What you need to do:
Below is a block of records; please copy all of them exactly.

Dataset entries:
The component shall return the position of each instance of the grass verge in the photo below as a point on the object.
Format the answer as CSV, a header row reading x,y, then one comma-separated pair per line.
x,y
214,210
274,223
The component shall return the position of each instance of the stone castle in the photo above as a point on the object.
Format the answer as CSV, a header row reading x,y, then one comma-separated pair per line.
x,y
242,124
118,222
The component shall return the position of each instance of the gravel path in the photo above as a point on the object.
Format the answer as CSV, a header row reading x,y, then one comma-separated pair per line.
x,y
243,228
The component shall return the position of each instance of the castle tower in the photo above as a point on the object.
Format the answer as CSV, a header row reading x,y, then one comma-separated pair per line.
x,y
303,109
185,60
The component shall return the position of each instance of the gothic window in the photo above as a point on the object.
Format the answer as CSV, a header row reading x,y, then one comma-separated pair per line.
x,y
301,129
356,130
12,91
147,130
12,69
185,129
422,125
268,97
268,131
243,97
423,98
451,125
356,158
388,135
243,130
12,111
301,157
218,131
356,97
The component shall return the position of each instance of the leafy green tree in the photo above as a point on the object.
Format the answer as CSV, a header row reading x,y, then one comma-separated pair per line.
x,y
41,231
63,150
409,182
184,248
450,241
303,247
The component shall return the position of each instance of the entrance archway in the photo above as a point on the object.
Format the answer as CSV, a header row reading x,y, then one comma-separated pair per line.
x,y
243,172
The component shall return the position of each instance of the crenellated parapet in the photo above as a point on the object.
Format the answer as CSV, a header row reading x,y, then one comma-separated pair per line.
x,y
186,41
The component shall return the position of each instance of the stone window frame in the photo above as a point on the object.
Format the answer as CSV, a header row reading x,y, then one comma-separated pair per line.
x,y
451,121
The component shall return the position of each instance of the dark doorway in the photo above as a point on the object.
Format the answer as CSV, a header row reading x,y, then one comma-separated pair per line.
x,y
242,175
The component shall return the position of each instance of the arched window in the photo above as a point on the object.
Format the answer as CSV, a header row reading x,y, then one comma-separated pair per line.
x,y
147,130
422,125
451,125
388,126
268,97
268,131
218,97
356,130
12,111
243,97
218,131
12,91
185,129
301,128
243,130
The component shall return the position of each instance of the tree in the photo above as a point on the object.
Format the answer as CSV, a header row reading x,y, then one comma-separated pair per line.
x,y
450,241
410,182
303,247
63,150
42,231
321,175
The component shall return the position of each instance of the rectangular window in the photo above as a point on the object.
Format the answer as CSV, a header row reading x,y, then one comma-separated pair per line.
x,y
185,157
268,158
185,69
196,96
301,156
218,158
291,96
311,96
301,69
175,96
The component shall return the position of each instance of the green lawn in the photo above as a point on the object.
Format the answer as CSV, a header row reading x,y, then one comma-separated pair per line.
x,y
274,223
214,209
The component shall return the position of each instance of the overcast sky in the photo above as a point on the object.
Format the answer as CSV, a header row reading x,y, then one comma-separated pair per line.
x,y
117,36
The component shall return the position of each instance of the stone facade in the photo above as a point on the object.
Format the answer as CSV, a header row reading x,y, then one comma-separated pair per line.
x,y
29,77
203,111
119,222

Answer below:
The component shall return the position of each instance of the grass verge in the photo below as a point on the object.
Format the answer as CSV, a header row reading x,y, then one comma-separated pair per line.
x,y
214,210
274,223
The component shall return the position of each instance of the stone castle in the photo above as a point on the object.
Format the answer as CSV, a header row reading x,y, then one comma-separated pair per line.
x,y
242,124
118,222
The component shall return the position of each instance of the gravel path in the photo above as a point on the object.
Format the answer as CSV, a header row reading x,y, then one comma-separated pair per line.
x,y
243,228
The component shall return the position of each instance of the castle tower in the photo above as a point on the object.
Format the answer as CSV, a header row reading x,y, then one comma-separated pair per line.
x,y
303,109
185,60
The component shall return the position of each instance of the gothic window in the photo above as a point on the object.
Format the answer as CSV, a header row reading x,y, then one comma-separated pair per line.
x,y
301,129
356,130
12,91
147,130
12,69
185,129
422,125
268,97
268,131
243,97
423,98
451,125
356,158
388,135
243,130
12,111
301,157
218,131
356,97
The component shall return the position of each instance of the leafy green tree in the photo above as a point on the object.
Format the answer as CSV, a header row reading x,y, then one comma-separated pair per line.
x,y
41,231
63,150
409,182
184,248
450,241
303,247
The component shall return the position of each instance of the entrance archway in the photo above as a point on the object.
Format the answer as CSV, a header row reading x,y, then one comma-separated pair per line.
x,y
243,172
The component shall return the position of each instance of the crenellated parapet in the photo above as a point on the object.
Format the answer as CSV, a header row reading x,y, then one comma-separated pair per line.
x,y
186,41
The component shall return the position of each instance of the stone window frame in the photo above as a point on the object.
Format the answer as CSV, a header row reading x,y, then one comma-separated pair per line.
x,y
451,121
The component shall return the position of each instance of the dark doorway in the photo above as a point on the object.
Format the answer as CSV, a header row reading x,y, then one comma-separated pair per line.
x,y
242,175
The component shall return the position of each instance of the arched window in the photo above as a point on the object.
Format the answer as CSV, a header row reading x,y, then one comma-separated pair per line.
x,y
147,130
422,125
451,125
388,126
268,97
268,131
218,97
356,130
12,111
243,97
218,131
12,91
185,129
301,128
243,130
The component shall return the position of each instance of the tree in the photo above as a point on the object.
Format the answer as CSV, a header row reading x,y, then one comma-separated pair per line.
x,y
450,241
410,182
303,247
63,150
42,231
321,175
The component shall return the position of each instance of the rectangular window in the photo above as a point on the object.
Format the answer as CSV, a header row reading x,y, then one comma-separated pair per line.
x,y
185,157
268,158
185,69
196,96
301,156
218,158
291,96
311,96
301,69
175,96
The component shall return the position of each instance of the green lawn in the photo above as a point on the object.
Format the answer as CSV, a header row reading x,y, then one comma-separated pair per line.
x,y
274,223
214,209
The component shall return the position of each instance of the overcast sky in the photo above as a point on the object.
Format the answer as CSV, a header row reading x,y, then one comma-separated pair per line.
x,y
117,36
The component shall return the position of each instance of the stone facade in the photo above as a point on the object.
Format the answer as CSV, a header row reading x,y, then one comma-separated pair per line.
x,y
29,77
203,111
119,222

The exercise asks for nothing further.